● **Aim**
Set down the full listing exactly, character for character.

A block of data
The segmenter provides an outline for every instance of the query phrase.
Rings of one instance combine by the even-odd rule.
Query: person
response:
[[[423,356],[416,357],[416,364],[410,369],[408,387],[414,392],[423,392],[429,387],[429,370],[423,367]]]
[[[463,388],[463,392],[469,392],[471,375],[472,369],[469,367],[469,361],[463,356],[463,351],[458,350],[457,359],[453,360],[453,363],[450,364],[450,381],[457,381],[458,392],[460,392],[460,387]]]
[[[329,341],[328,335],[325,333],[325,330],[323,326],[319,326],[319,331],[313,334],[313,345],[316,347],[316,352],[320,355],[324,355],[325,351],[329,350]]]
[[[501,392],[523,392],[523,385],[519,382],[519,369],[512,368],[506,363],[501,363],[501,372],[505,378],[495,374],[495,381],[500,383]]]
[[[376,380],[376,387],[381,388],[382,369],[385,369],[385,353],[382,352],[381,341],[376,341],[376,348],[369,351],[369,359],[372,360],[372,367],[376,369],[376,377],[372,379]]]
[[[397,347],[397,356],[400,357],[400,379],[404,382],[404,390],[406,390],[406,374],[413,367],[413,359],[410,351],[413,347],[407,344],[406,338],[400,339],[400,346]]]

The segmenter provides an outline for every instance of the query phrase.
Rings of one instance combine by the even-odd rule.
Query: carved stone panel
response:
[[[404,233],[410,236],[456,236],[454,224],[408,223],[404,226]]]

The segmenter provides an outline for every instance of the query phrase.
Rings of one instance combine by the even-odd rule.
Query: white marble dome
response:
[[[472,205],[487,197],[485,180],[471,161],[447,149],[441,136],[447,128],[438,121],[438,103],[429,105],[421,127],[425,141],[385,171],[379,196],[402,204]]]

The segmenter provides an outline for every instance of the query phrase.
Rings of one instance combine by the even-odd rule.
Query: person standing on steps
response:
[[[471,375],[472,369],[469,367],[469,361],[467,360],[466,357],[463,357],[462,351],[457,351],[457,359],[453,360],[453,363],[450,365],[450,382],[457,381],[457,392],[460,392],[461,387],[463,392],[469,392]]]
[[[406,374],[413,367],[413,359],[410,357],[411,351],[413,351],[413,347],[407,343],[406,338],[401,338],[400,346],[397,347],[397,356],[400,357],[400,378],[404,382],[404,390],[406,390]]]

● **Exercise solution**
The segmenter provides an outline for every instance of the query phrase.
Rings of one instance combine by the even-odd rule.
Query: person
response:
[[[423,356],[416,357],[416,364],[410,369],[408,387],[414,392],[423,392],[429,387],[429,370],[423,367]]]
[[[463,388],[463,392],[469,392],[471,375],[472,369],[469,367],[469,361],[463,356],[463,351],[458,350],[457,359],[453,360],[453,363],[450,364],[450,381],[457,381],[458,392],[460,392],[460,387]]]
[[[329,341],[328,335],[325,333],[325,330],[323,326],[319,326],[319,331],[313,334],[313,345],[316,347],[316,352],[320,355],[324,355],[325,351],[329,350]]]
[[[501,392],[523,392],[523,385],[519,382],[519,369],[512,368],[506,363],[501,363],[501,372],[505,378],[495,374],[495,381],[500,383]]]
[[[376,380],[376,387],[381,388],[382,369],[385,369],[385,353],[382,352],[381,341],[376,341],[376,348],[369,351],[369,359],[372,360],[372,367],[376,369],[376,377],[372,379]]]
[[[397,347],[397,356],[400,357],[400,379],[404,382],[404,390],[406,390],[406,374],[413,367],[413,359],[410,351],[413,347],[407,344],[406,338],[400,339],[400,346]]]

The segmenter provides an outline for every instance of the query phrase.
Rings of one instance combine by the even-odd rule.
Query: carved stone panel
response:
[[[404,233],[410,236],[456,236],[454,224],[408,223],[404,226]]]

The segmenter provides an outline for every instance of the query phrase.
Rings of one instance combine by the even-odd rule.
Query: white marble dome
response:
[[[472,205],[487,197],[485,180],[471,161],[447,149],[441,136],[447,128],[438,121],[438,103],[429,105],[421,127],[425,141],[385,171],[379,196],[402,204]]]

The segmenter provides an outline for every instance of the query phrase.
Rings of one instance combine by the even-odd rule.
Query: person standing on steps
response:
[[[471,375],[472,369],[469,367],[469,361],[467,360],[466,357],[463,357],[462,351],[457,351],[457,359],[453,360],[453,363],[450,365],[450,382],[457,381],[457,392],[460,392],[461,387],[463,392],[469,392]]]
[[[406,374],[413,367],[413,359],[410,357],[411,351],[413,351],[413,347],[407,343],[406,338],[401,338],[400,346],[397,347],[397,356],[400,357],[400,378],[404,382],[404,390],[406,390]]]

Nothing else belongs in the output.